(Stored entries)
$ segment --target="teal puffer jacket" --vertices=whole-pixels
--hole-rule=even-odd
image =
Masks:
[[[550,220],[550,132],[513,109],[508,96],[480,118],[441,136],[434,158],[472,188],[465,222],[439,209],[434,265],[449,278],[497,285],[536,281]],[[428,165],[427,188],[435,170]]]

### [WHAT NEEDS TO BE DONE]
Return each of the rows above verbatim, with no changes.

### [FULL RESPONSE]
$ segment --target="teal puffer jacket" --vertices=whole-pixels
--hole-rule=even-odd
image =
Masks:
[[[550,220],[550,132],[513,109],[508,96],[480,118],[441,136],[434,158],[472,188],[465,222],[439,209],[434,265],[449,278],[497,285],[536,281]],[[428,165],[427,188],[435,170]]]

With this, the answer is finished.